**Listed records**:
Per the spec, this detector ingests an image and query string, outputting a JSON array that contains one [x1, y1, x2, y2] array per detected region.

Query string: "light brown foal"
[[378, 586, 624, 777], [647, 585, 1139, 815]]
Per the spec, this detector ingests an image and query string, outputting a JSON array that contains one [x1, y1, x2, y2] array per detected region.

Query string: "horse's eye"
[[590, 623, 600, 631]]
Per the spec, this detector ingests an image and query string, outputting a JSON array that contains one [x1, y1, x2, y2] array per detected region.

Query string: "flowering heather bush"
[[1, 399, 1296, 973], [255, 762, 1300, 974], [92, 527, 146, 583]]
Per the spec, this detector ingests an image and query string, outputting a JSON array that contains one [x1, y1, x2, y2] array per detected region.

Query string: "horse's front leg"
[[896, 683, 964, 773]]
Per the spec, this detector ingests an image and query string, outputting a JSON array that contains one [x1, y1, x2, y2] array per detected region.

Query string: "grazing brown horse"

**What the exercise asks**: Print each entry above exactly as given.

**Solved problem**:
Per the spec, this detector ingests an image and query string, outputting a JSON array that contains one [x1, y1, x2, y2] array per detected region.

Query string: "light brown foal"
[[378, 586, 624, 777], [647, 585, 1139, 815]]
Per the spec, this detector ingests an image and query string, outputting a JSON array that contains one [x1, y1, x2, y2] array per detected region.

Query string: "horse's eye"
[[590, 623, 600, 631]]
Per the spec, this detector ingests an image and query string, outputting a JSON array that contains one [x1, y1, x2, y2] array per detected region.

Query string: "flowering heather bush"
[[1, 399, 1296, 973], [255, 762, 1300, 974], [92, 527, 146, 583]]
Per the spec, this detector ingests an image and query string, outputting a JSON array that contains one [x1, y1, x2, y2] array per detected region.

Query string: "horse's front leg"
[[896, 683, 964, 773]]
Per the spec, this detector ingests an image and query string, outputting a JSON array that contains one [x1, y1, x2, y2] array per detected region.

Query string: "grazing brown horse"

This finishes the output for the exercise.